-- Opening Marker --

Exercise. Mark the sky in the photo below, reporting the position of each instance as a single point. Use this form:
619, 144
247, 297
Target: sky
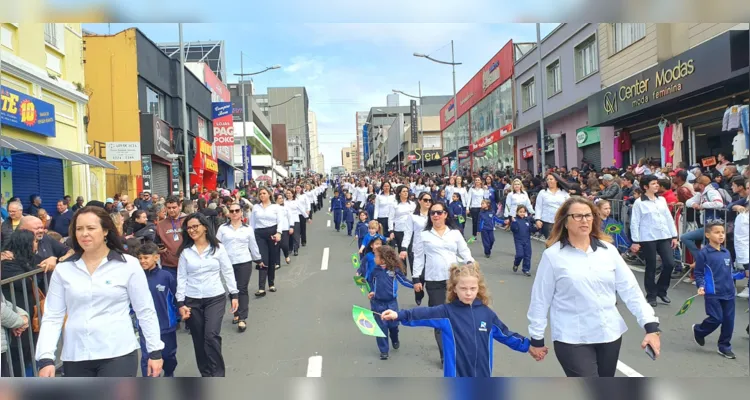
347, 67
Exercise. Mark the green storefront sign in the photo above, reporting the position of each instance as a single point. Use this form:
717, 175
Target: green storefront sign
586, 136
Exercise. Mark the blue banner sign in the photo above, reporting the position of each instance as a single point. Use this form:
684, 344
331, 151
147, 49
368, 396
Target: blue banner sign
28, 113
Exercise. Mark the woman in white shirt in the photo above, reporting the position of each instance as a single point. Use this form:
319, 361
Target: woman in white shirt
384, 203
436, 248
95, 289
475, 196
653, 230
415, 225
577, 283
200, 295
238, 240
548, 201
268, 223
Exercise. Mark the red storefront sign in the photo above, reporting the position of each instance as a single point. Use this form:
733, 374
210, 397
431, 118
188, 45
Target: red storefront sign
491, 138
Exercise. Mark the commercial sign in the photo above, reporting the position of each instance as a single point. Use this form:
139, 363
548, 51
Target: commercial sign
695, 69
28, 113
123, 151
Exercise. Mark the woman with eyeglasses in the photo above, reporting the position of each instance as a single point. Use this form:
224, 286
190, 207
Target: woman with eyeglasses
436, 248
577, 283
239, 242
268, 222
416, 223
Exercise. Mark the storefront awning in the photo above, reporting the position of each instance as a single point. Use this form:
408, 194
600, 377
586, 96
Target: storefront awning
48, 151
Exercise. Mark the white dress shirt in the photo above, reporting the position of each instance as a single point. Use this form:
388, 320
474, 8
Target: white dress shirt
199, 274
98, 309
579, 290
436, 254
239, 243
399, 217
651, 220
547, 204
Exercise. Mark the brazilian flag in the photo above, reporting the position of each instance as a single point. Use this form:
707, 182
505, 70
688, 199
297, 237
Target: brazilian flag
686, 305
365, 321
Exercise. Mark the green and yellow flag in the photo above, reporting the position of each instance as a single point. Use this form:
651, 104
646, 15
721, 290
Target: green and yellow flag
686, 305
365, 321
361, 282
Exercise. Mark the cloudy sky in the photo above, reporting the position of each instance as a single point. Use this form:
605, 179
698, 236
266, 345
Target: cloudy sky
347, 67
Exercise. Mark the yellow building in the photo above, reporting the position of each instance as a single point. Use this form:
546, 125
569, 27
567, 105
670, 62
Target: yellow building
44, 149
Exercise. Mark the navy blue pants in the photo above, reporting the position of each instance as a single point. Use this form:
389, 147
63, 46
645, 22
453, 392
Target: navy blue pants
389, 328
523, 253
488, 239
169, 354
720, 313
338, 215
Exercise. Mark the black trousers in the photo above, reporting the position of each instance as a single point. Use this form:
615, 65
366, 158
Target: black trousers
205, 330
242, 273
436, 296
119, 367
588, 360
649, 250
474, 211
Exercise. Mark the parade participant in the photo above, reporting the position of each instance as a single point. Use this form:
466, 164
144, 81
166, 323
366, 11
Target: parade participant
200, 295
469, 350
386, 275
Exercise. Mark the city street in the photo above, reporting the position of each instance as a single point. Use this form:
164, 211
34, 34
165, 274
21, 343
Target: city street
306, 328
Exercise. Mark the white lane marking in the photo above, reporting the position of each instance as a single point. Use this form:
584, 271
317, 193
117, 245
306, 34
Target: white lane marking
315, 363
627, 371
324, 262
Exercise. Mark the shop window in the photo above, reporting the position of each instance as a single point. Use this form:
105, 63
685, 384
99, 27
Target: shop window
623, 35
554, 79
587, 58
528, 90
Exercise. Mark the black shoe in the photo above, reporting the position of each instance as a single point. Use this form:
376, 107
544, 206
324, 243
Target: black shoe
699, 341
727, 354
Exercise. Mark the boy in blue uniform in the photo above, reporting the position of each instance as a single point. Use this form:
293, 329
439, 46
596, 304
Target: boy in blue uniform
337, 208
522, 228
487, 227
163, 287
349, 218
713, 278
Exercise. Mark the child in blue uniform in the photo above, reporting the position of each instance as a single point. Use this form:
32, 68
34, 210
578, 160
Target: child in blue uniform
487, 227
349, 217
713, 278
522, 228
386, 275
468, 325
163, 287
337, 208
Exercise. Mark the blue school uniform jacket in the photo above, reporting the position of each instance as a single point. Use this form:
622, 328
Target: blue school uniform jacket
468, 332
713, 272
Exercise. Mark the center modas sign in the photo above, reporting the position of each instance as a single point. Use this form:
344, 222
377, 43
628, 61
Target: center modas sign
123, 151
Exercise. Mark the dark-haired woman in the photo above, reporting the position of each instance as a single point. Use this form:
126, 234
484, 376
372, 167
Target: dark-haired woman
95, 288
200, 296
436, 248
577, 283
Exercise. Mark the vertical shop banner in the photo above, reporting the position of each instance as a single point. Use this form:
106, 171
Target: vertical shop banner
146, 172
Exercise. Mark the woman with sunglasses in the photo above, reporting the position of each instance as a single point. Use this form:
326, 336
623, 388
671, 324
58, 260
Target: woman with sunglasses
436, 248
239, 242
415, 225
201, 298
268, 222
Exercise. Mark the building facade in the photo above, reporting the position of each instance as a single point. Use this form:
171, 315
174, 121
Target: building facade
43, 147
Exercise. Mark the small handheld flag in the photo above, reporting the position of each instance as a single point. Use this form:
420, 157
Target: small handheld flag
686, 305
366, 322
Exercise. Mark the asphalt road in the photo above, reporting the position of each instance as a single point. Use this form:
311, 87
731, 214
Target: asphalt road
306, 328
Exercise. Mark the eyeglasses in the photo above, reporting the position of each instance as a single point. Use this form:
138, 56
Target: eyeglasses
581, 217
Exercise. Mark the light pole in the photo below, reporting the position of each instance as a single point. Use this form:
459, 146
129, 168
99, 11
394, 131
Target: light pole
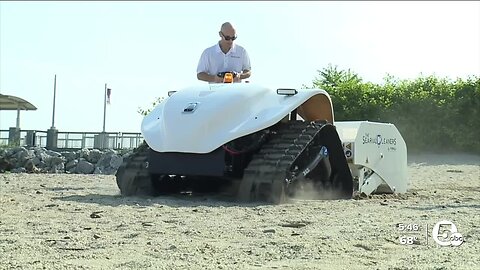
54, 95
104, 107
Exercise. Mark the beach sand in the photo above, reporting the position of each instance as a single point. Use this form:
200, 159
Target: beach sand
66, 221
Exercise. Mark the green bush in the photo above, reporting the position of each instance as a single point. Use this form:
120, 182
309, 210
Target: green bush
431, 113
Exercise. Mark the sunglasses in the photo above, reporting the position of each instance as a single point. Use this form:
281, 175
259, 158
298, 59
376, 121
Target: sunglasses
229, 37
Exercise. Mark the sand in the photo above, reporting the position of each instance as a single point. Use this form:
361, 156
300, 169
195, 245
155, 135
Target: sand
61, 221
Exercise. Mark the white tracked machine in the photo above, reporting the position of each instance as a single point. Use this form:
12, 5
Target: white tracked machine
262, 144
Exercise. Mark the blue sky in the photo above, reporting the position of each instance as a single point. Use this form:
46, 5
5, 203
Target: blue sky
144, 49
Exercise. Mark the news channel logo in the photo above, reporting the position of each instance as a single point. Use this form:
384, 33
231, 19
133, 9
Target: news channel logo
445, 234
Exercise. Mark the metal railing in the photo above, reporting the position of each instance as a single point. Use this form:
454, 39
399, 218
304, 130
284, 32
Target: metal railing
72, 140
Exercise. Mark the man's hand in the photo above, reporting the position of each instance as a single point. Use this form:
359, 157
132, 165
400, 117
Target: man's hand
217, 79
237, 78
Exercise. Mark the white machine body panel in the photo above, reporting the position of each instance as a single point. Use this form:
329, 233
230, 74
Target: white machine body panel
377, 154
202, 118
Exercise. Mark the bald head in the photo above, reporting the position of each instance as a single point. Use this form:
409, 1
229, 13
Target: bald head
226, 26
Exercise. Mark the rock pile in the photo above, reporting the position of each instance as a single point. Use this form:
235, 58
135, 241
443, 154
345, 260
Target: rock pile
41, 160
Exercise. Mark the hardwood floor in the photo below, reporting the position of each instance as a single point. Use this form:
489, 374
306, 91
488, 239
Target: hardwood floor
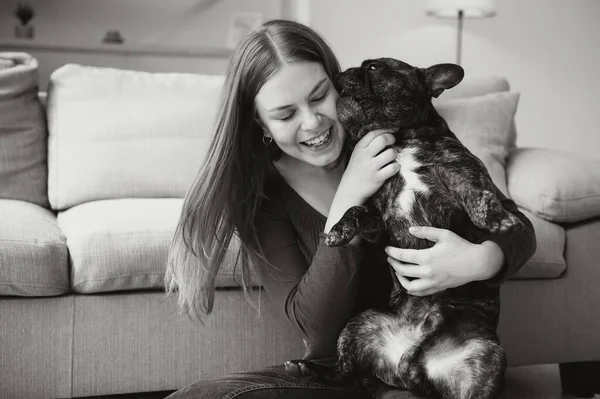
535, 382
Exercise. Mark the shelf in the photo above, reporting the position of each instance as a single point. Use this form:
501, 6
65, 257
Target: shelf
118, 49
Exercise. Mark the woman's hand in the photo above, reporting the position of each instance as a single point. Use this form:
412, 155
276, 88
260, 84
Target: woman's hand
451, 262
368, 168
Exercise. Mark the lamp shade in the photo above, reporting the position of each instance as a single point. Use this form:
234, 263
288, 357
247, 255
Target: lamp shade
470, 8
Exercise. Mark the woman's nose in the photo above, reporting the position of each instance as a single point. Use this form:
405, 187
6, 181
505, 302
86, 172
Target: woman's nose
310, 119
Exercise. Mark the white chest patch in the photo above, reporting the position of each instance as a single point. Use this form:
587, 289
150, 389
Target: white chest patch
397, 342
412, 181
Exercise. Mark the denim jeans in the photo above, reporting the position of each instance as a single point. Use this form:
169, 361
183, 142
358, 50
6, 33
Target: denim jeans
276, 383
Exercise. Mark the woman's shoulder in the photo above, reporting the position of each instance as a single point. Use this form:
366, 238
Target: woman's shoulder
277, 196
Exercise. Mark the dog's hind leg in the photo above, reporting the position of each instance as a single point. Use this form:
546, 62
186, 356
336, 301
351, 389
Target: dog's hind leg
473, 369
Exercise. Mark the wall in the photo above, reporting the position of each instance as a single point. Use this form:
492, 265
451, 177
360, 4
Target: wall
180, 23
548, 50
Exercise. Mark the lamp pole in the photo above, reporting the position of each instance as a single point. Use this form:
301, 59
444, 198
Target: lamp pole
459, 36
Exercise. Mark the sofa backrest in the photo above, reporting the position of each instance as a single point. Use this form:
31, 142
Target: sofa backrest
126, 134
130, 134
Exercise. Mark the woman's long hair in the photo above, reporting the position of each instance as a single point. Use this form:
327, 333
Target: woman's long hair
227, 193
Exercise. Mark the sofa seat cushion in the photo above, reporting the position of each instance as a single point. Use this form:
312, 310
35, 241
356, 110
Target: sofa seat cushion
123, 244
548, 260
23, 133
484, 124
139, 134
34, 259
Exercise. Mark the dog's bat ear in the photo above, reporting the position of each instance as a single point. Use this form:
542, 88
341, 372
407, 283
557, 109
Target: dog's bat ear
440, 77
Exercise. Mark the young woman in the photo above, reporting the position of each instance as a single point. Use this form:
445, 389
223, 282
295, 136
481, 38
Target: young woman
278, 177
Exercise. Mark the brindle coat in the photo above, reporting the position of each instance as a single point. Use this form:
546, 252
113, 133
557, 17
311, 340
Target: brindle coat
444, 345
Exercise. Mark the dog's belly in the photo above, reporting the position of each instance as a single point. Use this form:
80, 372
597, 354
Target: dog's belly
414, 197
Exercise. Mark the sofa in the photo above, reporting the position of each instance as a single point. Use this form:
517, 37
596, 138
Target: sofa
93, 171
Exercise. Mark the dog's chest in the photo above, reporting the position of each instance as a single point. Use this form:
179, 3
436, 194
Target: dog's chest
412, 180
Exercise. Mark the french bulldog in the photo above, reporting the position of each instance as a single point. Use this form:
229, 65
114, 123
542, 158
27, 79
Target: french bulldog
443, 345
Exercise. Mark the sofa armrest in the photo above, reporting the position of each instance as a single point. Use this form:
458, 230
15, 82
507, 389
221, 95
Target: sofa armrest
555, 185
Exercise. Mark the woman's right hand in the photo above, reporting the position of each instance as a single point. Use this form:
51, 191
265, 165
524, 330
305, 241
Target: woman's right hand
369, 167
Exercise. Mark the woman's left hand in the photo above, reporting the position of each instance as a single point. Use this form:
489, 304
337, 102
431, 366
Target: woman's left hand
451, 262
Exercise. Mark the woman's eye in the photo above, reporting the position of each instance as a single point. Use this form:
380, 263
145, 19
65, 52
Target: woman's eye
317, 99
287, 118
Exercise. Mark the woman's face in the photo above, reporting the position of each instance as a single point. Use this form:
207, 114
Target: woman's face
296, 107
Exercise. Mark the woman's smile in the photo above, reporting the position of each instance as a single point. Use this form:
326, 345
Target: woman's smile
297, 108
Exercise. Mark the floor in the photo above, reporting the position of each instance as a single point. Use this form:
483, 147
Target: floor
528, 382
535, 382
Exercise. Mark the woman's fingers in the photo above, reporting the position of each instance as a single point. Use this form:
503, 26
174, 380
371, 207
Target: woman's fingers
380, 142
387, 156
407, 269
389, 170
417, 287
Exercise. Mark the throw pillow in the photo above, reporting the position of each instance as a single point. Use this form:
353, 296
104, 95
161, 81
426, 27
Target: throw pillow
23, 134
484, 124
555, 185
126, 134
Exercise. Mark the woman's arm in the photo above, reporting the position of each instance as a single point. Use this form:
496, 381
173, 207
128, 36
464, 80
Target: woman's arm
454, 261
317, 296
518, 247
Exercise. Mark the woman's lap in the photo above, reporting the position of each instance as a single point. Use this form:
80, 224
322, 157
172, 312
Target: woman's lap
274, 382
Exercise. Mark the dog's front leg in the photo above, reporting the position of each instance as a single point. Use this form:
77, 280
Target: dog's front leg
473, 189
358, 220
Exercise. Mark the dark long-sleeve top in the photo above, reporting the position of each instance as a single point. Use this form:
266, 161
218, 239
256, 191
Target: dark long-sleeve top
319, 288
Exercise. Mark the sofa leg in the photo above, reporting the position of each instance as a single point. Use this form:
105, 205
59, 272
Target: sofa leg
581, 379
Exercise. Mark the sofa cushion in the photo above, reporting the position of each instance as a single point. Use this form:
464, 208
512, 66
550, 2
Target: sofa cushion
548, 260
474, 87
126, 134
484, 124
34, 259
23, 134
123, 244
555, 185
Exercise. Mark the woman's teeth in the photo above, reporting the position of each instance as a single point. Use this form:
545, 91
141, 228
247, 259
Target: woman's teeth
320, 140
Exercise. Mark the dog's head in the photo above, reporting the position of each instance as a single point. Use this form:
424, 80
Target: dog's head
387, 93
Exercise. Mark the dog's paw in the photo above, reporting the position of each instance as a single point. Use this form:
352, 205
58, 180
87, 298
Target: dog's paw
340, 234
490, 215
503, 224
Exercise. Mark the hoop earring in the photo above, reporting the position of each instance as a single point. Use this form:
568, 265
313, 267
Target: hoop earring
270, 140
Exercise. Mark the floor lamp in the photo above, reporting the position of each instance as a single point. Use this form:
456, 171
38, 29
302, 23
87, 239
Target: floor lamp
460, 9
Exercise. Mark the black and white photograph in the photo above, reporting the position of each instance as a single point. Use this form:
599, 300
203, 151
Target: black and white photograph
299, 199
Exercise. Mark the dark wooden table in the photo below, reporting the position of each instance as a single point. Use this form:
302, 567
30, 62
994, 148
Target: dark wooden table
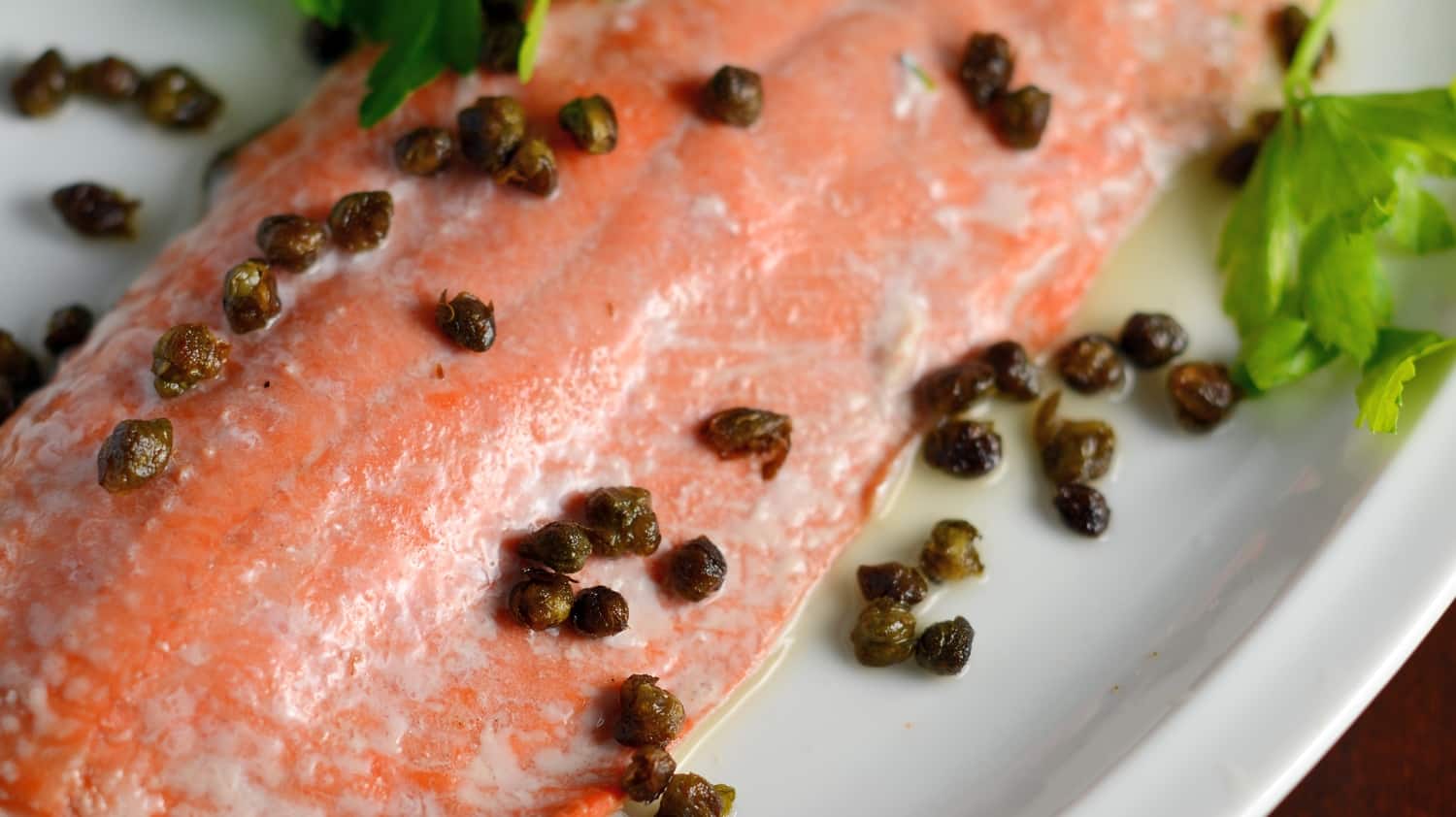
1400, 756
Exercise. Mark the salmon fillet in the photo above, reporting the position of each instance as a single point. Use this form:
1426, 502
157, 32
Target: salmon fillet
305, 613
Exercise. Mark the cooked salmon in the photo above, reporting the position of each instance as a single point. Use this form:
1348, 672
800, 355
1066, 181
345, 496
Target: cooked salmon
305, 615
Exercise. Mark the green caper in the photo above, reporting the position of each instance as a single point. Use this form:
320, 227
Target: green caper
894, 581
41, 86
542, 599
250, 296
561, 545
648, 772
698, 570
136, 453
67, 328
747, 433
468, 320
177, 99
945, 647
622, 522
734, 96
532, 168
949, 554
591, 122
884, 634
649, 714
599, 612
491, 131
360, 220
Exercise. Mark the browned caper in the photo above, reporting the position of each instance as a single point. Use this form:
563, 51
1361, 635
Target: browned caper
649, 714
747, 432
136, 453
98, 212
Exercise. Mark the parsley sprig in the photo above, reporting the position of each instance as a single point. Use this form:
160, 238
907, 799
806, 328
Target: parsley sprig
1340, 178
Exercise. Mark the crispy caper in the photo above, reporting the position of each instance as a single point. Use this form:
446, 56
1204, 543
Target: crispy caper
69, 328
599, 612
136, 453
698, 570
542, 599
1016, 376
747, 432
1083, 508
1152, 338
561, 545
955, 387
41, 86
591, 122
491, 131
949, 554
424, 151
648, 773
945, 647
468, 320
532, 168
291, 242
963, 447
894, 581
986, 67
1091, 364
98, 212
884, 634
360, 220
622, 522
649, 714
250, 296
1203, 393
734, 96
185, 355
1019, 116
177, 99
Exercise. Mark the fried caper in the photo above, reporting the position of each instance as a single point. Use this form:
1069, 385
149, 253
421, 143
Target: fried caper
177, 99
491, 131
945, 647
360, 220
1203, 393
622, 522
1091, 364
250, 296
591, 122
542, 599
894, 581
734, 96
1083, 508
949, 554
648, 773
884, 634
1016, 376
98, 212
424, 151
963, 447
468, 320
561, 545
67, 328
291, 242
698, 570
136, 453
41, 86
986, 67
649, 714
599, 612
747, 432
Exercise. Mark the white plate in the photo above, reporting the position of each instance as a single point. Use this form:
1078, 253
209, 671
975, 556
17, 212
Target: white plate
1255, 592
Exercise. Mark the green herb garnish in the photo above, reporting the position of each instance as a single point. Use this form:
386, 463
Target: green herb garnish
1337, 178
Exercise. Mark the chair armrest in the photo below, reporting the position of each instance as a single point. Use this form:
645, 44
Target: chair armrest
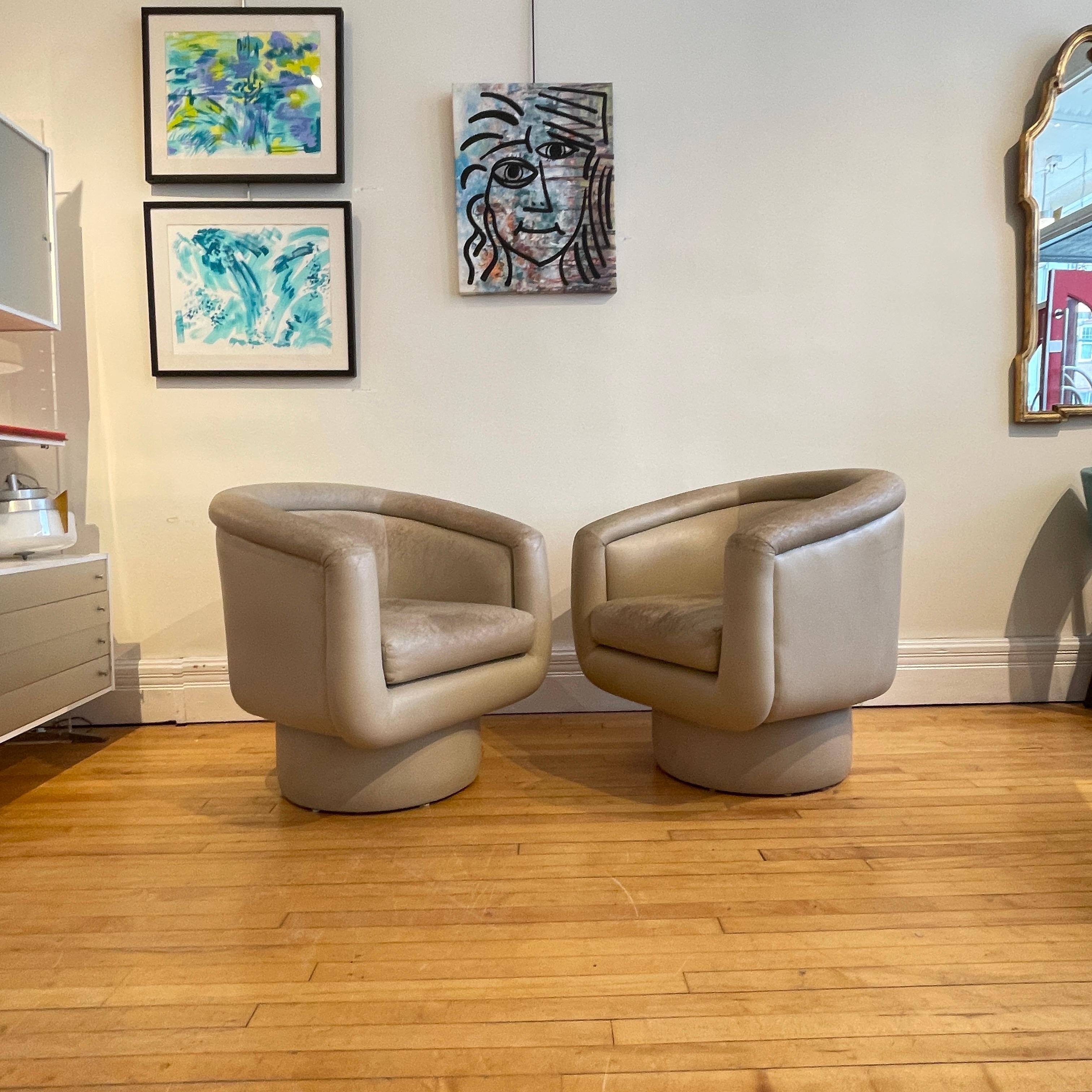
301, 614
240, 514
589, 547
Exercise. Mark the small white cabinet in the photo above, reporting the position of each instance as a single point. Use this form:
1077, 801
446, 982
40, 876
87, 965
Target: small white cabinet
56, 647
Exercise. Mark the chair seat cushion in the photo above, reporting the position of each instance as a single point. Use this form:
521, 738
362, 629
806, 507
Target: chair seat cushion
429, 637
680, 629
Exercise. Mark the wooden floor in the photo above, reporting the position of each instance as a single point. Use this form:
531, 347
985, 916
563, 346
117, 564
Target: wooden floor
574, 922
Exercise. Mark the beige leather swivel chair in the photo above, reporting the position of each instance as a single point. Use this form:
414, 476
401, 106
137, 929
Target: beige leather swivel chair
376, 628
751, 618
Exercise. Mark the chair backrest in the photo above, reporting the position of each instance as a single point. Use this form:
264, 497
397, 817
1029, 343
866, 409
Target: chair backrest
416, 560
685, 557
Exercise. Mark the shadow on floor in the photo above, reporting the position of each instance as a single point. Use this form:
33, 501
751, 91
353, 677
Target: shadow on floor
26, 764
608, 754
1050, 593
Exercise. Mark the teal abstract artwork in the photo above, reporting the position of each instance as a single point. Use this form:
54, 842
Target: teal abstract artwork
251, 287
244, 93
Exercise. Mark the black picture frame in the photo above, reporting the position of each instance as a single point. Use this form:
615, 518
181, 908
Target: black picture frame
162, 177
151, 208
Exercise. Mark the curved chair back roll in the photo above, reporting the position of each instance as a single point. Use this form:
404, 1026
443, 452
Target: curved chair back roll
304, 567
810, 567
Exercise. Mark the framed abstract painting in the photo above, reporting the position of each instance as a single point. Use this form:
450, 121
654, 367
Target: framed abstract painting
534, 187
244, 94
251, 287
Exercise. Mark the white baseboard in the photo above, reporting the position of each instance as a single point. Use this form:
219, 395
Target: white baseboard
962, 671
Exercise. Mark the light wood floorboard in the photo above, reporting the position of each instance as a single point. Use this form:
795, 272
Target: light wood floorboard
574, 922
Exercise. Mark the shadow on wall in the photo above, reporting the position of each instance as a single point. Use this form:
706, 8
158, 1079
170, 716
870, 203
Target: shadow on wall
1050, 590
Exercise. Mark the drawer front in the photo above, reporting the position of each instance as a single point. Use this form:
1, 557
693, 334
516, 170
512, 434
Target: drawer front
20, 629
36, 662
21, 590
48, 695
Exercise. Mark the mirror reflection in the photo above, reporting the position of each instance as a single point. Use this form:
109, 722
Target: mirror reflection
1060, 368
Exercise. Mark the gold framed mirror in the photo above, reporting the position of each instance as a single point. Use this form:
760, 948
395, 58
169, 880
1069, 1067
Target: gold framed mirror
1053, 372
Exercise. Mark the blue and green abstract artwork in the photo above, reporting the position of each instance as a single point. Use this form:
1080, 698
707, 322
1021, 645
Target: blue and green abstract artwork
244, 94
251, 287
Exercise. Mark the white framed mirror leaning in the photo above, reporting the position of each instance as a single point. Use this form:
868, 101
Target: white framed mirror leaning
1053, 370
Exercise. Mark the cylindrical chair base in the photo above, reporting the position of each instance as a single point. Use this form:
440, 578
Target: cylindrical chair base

-- Closing Marker --

Search the entries above for the string "cylindrical". Copy each line that holds it.

■ THE ANSWER
Exercise. Mark the cylindrical chair base in the photo above, reporting the position of each instance as a single point. Use this form:
Target: cylindrical chair base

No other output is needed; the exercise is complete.